DOCUMENT TEXT >>
* BEGIN *
I saw a favorably impressive demonstration of an electronic gizmo, like
Sporty's E6B. If it weren't for batteries and LCD screen, I'd probably have
one. For now, I use the calculator functions of the KLN-89B in the panel to
back up my whiz-wheel.
Do it the way it works best for you, Roger. What makes you warm and
fuzzy makes flying the best.

Regards,

Casey

Roger Long
August 5th 03, 01:25 PM
Ah, I smell a philosophical difference. Since I'm not flying over trackless
wastes, have Loran, GPS, VOR's, finger on the sectional, etc., the plan is
just that, a plan. Like a battle plan, it starts to degrade at first
contact with reality.

The purpose of the spreadsheet is to give me the best prediction of fuel
burn, arrival times, and initial headings that can be generated a couple
hours before leaving for the airport. The probability that conditions will
change significantly is fairly low. Even lower is the probability that the
conditions I encounter will exactly match the forecasts. Although the plan
is a valuable guide to the flight and rough reality check on in-flight
calculations, it's really more of a "Pick me up at the airport at ____" tool
than a "where am I now" tool.
* END *
DATA EXTRACT >>
* BEGIN *
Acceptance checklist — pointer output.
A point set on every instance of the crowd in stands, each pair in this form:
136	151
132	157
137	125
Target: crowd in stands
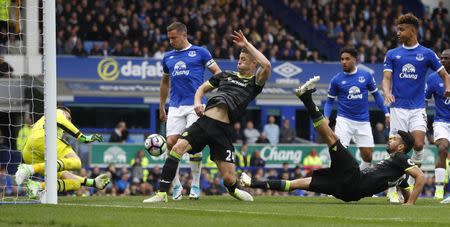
* END *
WRITTEN TASKS >>
**a)** According to the aviation forum text, what three things is the spreadsheet meant to predict?
**b)** In the records, substitute "spectators in stands" for every occurrence of "crowd in stands", keeping everything else the same, and leave the pictures out.
The forum text and the records have no connection to each other.

SOLUTIONS >>
**a)**
- fuel burn
- arrival times
- initial headings

**b)**
Acceptance checklist — pointer output.
A point set on every instance of the spectators in stands, each pair in this form:
136	151
132	157
137	125
Target: spectators in stands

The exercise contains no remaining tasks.